Goal of the exercise:
Lay out the lines below as a JSON list of strings, one string per line and no blank lines, starting with the line that contains "Keypoint placement: for each instance of the coastline, put" and going on through the line that contains "Keypoint placement: for each instance of the front wheel, put". Include only those lines.

[Point annotation lines]
◆ ◆ ◆ ◆ ◆

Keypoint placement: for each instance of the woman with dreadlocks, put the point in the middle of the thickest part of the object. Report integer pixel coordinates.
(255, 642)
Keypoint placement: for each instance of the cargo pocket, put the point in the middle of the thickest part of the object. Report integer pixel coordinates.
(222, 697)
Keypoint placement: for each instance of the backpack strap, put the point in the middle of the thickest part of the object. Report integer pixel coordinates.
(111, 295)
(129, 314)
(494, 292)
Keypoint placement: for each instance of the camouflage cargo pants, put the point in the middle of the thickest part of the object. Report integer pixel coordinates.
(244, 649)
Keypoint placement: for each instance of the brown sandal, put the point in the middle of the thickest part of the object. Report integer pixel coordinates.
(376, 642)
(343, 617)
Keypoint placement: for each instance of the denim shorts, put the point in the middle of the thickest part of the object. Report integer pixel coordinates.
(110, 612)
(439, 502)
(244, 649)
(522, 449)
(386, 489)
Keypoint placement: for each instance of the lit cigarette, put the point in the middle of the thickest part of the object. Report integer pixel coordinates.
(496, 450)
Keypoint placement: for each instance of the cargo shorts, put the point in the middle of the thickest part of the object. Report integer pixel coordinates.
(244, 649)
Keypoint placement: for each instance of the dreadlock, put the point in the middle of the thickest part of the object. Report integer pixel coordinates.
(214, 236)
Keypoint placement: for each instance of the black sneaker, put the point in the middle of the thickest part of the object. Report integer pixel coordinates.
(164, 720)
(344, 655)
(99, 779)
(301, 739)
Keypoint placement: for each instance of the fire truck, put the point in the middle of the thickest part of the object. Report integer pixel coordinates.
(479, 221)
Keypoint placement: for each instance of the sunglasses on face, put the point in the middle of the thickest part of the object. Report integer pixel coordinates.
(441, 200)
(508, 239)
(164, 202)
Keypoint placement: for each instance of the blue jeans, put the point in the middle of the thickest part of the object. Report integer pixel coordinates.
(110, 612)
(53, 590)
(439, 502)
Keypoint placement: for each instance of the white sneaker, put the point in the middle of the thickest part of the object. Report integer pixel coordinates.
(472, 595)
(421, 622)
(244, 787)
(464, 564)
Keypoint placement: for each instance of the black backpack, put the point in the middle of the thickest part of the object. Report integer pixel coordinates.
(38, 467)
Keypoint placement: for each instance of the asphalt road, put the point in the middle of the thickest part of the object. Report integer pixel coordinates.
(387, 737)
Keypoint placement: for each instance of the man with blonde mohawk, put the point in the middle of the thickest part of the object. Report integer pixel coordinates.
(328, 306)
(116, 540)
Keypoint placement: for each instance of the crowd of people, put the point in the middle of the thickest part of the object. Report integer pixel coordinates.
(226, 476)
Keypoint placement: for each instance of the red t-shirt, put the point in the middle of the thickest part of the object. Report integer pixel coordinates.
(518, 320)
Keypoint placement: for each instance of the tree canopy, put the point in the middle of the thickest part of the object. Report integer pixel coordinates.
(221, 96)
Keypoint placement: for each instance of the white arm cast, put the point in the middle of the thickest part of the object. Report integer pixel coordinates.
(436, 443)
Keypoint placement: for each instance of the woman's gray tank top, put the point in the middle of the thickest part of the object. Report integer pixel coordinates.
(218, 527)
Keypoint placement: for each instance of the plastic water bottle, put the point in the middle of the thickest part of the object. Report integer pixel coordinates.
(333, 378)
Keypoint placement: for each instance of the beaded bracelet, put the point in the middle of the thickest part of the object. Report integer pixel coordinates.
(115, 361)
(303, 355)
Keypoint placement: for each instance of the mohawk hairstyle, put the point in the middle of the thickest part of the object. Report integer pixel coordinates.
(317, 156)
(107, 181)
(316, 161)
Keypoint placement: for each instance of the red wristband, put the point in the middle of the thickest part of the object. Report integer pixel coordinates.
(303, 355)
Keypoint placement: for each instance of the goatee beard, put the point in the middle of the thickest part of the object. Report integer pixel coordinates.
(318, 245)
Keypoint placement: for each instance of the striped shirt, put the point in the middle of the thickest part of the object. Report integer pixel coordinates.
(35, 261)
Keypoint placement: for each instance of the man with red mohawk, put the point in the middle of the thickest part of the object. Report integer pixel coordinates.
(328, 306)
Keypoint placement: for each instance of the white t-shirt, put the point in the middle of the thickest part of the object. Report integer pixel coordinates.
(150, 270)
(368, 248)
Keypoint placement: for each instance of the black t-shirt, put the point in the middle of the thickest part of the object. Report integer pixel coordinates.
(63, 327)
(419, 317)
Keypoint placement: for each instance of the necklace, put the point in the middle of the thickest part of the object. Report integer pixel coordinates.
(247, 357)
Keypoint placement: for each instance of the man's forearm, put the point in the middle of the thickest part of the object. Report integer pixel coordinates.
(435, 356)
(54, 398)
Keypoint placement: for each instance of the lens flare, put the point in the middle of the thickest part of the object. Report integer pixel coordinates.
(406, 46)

◆ ◆ ◆ ◆ ◆

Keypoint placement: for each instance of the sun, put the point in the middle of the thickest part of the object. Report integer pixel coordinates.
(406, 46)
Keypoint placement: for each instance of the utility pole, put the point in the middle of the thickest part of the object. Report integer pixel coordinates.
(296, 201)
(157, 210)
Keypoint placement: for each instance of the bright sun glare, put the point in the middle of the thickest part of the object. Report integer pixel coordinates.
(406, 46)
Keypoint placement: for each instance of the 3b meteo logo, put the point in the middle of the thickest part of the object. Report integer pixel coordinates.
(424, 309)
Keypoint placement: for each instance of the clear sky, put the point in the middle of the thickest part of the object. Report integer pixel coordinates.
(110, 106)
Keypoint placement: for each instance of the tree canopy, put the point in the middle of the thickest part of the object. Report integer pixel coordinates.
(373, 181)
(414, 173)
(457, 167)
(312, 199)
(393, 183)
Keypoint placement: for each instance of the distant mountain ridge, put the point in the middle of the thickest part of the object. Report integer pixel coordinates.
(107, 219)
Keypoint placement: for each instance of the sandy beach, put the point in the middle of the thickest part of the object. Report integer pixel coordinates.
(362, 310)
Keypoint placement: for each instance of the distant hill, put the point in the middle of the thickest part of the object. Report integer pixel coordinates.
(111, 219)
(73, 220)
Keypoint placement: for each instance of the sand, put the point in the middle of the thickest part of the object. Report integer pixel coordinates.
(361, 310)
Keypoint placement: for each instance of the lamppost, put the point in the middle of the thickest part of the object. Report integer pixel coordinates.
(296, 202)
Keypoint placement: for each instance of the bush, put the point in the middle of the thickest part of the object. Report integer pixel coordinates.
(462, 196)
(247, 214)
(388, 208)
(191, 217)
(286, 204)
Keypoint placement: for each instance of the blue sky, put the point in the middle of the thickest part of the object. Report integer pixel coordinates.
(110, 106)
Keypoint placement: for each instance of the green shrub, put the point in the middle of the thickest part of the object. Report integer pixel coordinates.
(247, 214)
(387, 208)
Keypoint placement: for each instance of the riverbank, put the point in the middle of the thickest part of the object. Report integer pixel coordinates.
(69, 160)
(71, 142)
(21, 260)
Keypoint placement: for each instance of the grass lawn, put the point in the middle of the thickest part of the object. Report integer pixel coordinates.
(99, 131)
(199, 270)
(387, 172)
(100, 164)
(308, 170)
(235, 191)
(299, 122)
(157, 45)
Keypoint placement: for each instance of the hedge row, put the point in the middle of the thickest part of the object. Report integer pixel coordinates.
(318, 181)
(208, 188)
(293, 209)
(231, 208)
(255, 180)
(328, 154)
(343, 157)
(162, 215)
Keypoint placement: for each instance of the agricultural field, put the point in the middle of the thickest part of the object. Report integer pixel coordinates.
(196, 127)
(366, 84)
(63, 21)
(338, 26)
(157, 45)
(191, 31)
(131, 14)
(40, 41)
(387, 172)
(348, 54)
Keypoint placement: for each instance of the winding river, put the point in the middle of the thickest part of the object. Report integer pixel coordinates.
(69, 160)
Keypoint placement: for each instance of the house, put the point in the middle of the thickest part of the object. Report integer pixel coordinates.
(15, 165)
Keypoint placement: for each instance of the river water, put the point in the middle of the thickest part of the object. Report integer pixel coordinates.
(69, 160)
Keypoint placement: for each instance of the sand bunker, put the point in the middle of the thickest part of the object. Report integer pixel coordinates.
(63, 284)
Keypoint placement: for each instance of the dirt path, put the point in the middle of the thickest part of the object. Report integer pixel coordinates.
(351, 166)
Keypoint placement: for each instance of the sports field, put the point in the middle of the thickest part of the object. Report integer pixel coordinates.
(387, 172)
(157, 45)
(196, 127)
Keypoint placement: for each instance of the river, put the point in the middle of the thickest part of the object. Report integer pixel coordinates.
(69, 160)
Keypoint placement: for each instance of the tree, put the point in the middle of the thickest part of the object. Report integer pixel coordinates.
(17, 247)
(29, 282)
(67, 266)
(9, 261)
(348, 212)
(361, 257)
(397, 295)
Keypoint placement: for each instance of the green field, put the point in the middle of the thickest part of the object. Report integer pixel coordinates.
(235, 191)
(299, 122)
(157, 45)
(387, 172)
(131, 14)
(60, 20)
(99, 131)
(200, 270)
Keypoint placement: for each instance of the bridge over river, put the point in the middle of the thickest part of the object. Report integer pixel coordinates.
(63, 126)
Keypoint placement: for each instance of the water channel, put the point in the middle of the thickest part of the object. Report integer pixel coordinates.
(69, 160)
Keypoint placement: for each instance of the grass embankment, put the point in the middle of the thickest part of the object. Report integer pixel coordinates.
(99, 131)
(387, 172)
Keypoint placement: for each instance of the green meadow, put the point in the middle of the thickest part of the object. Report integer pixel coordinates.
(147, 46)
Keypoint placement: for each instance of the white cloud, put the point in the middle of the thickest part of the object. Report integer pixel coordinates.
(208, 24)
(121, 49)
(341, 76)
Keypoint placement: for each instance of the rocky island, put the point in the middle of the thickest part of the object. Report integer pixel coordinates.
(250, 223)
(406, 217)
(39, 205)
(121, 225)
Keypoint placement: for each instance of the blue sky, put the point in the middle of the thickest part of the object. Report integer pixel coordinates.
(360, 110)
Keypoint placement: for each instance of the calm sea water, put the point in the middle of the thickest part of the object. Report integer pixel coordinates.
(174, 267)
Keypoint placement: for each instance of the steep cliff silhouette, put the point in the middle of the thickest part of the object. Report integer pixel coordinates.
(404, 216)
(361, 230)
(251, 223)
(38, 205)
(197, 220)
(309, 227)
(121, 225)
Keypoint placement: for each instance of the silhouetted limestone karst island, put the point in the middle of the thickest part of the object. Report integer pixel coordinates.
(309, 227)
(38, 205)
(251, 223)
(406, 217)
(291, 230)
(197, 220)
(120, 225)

◆ ◆ ◆ ◆ ◆

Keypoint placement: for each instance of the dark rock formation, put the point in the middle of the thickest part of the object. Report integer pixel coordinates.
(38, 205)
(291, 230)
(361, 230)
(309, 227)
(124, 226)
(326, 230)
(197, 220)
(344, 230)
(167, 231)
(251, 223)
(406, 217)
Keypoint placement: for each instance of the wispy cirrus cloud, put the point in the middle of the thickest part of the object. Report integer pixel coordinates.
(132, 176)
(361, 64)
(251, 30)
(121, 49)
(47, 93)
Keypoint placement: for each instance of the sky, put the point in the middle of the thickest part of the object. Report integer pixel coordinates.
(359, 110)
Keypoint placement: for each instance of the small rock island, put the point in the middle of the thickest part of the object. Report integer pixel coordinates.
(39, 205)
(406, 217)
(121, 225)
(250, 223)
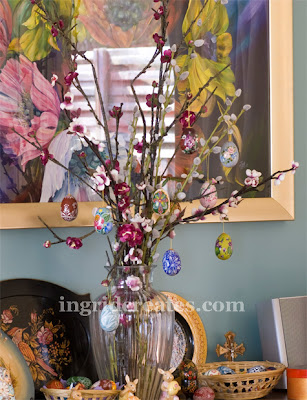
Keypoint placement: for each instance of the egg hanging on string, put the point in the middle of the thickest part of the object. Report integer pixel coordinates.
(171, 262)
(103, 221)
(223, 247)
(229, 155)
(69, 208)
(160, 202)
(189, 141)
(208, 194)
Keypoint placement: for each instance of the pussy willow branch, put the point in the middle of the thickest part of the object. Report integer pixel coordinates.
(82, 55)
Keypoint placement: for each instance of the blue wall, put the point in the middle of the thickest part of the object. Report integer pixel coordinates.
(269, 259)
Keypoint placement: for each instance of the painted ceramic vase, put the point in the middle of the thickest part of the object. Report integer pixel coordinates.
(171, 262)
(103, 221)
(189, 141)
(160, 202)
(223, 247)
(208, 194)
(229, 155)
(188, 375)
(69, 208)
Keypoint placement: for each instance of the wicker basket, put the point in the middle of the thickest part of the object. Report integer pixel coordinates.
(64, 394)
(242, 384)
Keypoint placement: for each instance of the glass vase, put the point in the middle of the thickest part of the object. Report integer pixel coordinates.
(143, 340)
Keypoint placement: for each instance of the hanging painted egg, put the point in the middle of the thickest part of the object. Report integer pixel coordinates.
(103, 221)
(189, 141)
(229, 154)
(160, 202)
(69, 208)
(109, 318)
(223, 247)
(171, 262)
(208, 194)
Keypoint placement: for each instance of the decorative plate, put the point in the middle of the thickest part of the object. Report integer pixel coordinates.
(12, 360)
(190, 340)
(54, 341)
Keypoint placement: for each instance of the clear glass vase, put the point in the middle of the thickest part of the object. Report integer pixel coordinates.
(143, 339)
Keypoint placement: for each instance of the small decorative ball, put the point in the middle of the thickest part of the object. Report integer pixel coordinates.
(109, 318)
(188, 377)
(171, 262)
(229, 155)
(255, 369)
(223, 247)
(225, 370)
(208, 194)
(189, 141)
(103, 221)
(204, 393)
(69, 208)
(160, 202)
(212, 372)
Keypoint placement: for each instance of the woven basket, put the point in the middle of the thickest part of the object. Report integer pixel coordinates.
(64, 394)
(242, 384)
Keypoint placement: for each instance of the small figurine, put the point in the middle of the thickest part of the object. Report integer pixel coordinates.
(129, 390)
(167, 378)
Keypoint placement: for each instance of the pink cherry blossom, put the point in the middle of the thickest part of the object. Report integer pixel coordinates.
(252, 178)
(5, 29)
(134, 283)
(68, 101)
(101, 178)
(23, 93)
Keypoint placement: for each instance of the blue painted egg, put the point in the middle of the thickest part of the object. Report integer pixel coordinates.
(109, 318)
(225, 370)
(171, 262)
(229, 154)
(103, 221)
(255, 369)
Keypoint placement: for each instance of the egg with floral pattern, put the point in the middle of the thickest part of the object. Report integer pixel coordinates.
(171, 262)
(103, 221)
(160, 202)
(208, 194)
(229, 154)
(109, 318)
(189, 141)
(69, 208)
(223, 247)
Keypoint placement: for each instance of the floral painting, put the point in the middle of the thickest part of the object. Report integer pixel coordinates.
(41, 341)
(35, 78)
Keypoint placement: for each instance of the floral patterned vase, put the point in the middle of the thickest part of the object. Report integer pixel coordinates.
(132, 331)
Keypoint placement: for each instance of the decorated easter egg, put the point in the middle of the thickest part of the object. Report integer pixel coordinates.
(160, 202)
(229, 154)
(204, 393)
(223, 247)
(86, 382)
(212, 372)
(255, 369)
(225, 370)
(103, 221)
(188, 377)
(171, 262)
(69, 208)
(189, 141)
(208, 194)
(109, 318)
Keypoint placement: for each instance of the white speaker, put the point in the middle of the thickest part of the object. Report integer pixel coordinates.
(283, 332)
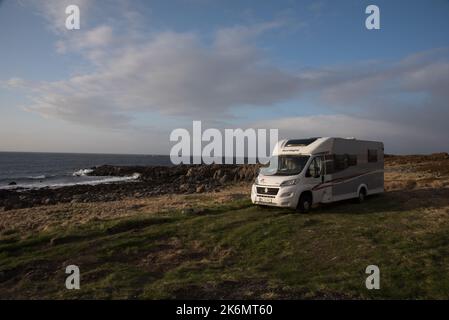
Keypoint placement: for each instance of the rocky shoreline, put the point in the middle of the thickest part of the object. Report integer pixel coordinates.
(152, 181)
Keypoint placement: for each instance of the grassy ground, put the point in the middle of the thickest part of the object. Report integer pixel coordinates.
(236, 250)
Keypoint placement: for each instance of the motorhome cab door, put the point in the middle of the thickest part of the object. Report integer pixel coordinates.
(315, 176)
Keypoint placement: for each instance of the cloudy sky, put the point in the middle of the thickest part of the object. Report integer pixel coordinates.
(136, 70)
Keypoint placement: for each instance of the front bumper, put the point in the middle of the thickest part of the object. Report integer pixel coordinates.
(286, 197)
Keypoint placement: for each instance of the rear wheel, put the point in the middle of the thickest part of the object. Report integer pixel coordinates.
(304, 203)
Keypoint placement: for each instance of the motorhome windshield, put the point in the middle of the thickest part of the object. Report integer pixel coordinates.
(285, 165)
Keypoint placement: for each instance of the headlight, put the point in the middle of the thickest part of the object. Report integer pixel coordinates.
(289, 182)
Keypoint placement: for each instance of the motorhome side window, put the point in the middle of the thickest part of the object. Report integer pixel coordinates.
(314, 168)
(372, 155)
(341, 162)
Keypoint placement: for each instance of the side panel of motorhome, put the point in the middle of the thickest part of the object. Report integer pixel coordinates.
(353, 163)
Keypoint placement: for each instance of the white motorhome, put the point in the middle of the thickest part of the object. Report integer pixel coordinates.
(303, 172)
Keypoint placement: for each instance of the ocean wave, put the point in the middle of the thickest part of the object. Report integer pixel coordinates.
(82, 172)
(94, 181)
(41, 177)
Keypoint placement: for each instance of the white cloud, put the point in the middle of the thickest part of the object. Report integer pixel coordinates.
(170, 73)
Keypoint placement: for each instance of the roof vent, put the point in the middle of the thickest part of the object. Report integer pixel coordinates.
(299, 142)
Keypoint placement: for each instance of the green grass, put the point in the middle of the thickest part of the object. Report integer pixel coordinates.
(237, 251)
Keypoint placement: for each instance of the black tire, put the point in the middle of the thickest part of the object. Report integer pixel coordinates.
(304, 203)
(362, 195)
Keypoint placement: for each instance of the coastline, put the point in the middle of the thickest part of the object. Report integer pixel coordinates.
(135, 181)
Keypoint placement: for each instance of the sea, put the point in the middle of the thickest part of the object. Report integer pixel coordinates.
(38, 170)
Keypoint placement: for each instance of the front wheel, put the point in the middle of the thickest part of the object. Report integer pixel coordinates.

◆ ◆ ◆ ◆ ◆

The solution:
[
  "Keypoint placement: for each instance of the coastline, put the point in the middle of the thickest part of the object. Report integer pixel coordinates.",
  "(135, 181)",
  "Keypoint placement: for each instance of the sea, put the point in the middle of the thickest part of the object. Report integer pixel coordinates.",
  "(38, 170)",
  "Keypoint placement: for each instance of the front wheel, put the point in the middle of the thickest part of the object. Report integer pixel coordinates."
]